GESTELLTE AUFGABE A ->
Kannst du aus den Einträgen alles von der Zeile mit „Draw the outline of every instance of the door“ bis zum Ende der Einträge wortgetreu wiederholen, beide Enden eingeschlossen?

VORLIEGENDER TEXT ->
┏━━

Herr Kollege Gaebler! Können Sie sich angesichts der Wichtigkeit und Bedeutung, die Sie eben so herausgestellt haben, daran erinnern, dass Ihre Fraktion ca. 30 bis 40 Prozent der Prioritätenrunden gar nicht beantragt hat, sie demzufolge so nichtssagend sind wie nur irgendetwas in diesem Parlament?
Nein, Herr Kollege Goetze! Der Unterschied ist, dass wir das Parlament mit den wichtigen Dingen behelligen und deshalb nicht jedes Mal zehn Punkte auf die Tagesordnung setzen.
Ich habe deshalb ganz im Ernst gesagt, Herr Goetze: Was für Punkte hatten Sie zur Auswahl? – und habe nur darüber informiert, welches von den verschiedenen Themen Sie ausgewählt haben. Dann kann sich jeder selbst die Meinung bilden, was für Sie besonders wichtig ist und was nicht. Das hat weniger damit zu tun, ob wir überhaupt eine Priorität anmelden oder nicht. Vielleicht wäre es besser gewesen, Sie hätten keine angemeldet. Das stelle ich gern anheim.

┗━━

ROHE EINTRÄGE ->
┏━━

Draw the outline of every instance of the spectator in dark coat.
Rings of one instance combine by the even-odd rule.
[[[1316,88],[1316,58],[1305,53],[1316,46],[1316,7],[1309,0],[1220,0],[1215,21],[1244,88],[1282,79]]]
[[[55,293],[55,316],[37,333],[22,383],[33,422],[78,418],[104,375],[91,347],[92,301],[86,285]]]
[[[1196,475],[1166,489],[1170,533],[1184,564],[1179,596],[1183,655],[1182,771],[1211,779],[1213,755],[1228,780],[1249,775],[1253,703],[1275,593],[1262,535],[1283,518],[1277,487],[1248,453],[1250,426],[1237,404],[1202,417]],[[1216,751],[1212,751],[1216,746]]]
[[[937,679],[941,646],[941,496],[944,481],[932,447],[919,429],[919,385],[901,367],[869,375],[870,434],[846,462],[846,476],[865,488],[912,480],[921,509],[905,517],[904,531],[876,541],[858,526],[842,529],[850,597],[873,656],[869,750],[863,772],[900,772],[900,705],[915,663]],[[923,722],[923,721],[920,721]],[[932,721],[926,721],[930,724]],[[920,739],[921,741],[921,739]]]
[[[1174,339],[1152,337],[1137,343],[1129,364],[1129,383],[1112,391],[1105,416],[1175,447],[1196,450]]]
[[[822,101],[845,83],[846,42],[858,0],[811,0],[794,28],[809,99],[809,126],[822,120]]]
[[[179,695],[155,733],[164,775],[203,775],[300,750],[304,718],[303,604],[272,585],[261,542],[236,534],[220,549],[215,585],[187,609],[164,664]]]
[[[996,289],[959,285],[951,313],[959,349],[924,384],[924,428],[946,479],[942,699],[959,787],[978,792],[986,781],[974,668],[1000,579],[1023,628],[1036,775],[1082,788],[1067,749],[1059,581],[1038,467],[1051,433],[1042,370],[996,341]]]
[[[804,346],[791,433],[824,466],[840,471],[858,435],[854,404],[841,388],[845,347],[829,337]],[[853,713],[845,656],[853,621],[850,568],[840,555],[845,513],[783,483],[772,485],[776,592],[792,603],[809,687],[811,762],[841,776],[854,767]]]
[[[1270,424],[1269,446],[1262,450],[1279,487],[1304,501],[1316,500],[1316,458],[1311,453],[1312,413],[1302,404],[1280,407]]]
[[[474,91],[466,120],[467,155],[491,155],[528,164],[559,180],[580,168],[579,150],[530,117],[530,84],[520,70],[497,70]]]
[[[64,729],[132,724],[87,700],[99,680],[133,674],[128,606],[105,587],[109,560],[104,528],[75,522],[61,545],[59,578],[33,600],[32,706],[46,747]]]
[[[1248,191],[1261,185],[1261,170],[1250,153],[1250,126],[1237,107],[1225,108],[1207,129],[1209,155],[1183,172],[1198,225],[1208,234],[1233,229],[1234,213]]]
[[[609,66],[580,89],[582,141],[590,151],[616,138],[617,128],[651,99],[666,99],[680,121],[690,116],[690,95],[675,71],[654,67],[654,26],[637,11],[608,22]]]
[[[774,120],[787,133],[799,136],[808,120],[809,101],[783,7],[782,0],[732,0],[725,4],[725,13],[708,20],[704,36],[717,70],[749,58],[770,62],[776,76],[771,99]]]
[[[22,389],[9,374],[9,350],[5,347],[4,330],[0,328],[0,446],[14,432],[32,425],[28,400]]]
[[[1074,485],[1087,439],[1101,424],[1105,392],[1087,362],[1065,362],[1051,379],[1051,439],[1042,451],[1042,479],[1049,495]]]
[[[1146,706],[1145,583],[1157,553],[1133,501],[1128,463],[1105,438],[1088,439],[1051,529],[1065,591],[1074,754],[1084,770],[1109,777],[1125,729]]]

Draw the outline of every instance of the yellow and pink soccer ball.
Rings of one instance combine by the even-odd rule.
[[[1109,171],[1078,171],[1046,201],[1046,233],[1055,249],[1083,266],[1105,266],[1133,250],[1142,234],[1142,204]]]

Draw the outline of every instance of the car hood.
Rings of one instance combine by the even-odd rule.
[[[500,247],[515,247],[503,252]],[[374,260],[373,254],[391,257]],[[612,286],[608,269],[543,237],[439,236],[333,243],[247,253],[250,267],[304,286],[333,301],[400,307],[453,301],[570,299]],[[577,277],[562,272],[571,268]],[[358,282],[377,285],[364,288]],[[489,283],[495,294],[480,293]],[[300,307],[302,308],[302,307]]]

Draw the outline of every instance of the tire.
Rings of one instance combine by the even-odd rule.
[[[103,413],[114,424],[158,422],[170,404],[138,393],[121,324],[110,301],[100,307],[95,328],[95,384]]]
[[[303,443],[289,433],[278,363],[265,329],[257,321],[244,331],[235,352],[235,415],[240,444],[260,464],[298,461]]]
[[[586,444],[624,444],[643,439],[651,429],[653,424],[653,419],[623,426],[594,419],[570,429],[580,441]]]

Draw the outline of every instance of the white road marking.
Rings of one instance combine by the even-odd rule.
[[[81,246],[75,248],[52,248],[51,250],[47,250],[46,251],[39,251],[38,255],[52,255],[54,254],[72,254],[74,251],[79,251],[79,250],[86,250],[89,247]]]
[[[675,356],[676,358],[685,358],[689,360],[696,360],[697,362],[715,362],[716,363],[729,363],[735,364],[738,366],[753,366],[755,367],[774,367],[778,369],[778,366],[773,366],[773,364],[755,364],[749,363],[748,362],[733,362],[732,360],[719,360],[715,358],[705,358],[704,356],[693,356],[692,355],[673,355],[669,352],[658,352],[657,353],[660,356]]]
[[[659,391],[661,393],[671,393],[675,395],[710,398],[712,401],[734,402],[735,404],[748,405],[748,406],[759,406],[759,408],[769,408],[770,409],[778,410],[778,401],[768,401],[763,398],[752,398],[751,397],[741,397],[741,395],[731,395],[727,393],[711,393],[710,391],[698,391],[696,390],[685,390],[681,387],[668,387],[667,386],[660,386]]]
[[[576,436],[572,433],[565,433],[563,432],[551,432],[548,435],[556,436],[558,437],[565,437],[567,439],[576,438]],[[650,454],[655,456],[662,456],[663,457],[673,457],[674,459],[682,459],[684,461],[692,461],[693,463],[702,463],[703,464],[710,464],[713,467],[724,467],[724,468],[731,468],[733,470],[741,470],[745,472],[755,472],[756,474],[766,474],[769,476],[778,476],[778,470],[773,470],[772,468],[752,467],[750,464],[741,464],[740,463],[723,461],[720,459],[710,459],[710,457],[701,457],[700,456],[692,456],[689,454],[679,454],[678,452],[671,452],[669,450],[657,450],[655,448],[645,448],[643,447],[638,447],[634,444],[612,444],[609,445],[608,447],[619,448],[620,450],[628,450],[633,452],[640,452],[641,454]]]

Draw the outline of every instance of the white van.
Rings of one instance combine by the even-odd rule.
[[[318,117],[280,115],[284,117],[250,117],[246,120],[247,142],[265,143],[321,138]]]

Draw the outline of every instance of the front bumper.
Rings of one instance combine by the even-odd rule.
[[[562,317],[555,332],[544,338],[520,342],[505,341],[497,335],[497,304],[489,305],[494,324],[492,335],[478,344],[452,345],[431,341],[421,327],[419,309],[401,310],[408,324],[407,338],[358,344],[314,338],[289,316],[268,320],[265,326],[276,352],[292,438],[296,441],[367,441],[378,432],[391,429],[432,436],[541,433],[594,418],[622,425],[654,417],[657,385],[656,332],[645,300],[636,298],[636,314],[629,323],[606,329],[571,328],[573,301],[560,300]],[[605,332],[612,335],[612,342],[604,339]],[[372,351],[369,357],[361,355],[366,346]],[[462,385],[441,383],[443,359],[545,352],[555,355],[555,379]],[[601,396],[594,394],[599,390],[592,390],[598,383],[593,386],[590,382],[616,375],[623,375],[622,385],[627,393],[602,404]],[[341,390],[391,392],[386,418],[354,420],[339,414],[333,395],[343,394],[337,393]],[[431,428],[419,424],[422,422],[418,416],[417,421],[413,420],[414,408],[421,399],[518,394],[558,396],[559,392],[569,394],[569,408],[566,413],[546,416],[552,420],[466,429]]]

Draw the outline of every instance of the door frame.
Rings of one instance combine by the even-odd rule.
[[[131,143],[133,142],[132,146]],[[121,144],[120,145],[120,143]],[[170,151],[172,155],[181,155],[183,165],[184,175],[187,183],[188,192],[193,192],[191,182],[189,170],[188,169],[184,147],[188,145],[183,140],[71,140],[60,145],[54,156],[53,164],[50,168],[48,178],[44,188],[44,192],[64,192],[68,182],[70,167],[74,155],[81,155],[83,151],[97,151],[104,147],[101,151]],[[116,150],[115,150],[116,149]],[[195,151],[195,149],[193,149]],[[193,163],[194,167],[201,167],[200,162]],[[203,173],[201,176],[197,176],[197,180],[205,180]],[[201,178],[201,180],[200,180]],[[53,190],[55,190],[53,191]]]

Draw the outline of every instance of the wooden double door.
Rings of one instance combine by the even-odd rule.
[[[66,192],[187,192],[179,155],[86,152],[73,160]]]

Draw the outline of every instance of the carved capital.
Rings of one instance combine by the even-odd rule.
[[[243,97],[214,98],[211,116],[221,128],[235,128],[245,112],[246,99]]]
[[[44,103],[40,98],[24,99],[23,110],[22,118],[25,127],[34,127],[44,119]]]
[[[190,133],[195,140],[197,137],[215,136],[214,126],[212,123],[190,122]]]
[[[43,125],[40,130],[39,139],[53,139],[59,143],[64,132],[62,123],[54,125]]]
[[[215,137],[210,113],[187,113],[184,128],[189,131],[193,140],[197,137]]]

┗━━

GESTELLTE AUFGABE B ->
Kannst du den vorliegenden Text vollständig und wortgetreu wiedergeben?

VOLLSTÄNDIGE ANTWORT A ->
Draw the outline of every instance of the door frame.
Rings of one instance combine by the even-odd rule.
[[[131,143],[133,142],[132,146]],[[121,144],[120,145],[120,143]],[[170,151],[172,155],[181,155],[183,165],[184,175],[187,183],[188,192],[193,192],[191,182],[189,170],[188,169],[184,147],[188,145],[183,140],[71,140],[60,145],[54,156],[53,164],[50,168],[48,178],[44,188],[44,192],[64,192],[68,182],[70,167],[74,155],[81,155],[83,151],[97,151],[104,147],[101,151]],[[116,150],[115,150],[116,149]],[[195,151],[195,149],[193,149]],[[193,163],[194,167],[201,167],[200,162]],[[203,173],[201,176],[197,176],[197,180],[205,180]],[[201,178],[201,180],[200,180]],[[53,190],[55,190],[53,191]]]

Draw the outline of every instance of the wooden double door.
Rings of one instance combine by the even-odd rule.
[[[66,192],[187,192],[179,155],[86,152],[73,160]]]

Draw the outline of every instance of the carved capital.
Rings of one instance combine by the even-odd rule.
[[[243,97],[214,98],[211,116],[221,128],[235,128],[245,112],[246,99]]]
[[[44,103],[40,98],[24,99],[23,110],[22,118],[25,127],[34,127],[44,119]]]
[[[190,133],[195,140],[197,137],[215,136],[214,126],[212,123],[190,122]]]
[[[43,125],[40,130],[39,139],[53,139],[59,143],[64,132],[62,123],[54,125]]]
[[[215,137],[210,113],[187,113],[184,128],[189,131],[193,140],[197,137]]]

VOLLSTÄNDIGE ANTWORT B ->
Herr Kollege Gaebler! Können Sie sich angesichts der Wichtigkeit und Bedeutung, die Sie eben so herausgestellt haben, daran erinnern, dass Ihre Fraktion ca. 30 bis 40 Prozent der Prioritätenrunden gar nicht beantragt hat, sie demzufolge so nichtssagend sind wie nur irgendetwas in diesem Parlament?
Nein, Herr Kollege Goetze! Der Unterschied ist, dass wir das Parlament mit den wichtigen Dingen behelligen und deshalb nicht jedes Mal zehn Punkte auf die Tagesordnung setzen.
Ich habe deshalb ganz im Ernst gesagt, Herr Goetze: Was für Punkte hatten Sie zur Auswahl? – und habe nur darüber informiert, welches von den verschiedenen Themen Sie ausgewählt haben. Dann kann sich jeder selbst die Meinung bilden, was für Sie besonders wichtig ist und was nicht. Das hat weniger damit zu tun, ob wir überhaupt eine Priorität anmelden oder nicht. Vielleicht wäre es besser gewesen, Sie hätten keine angemeldet. Das stelle ich gern anheim.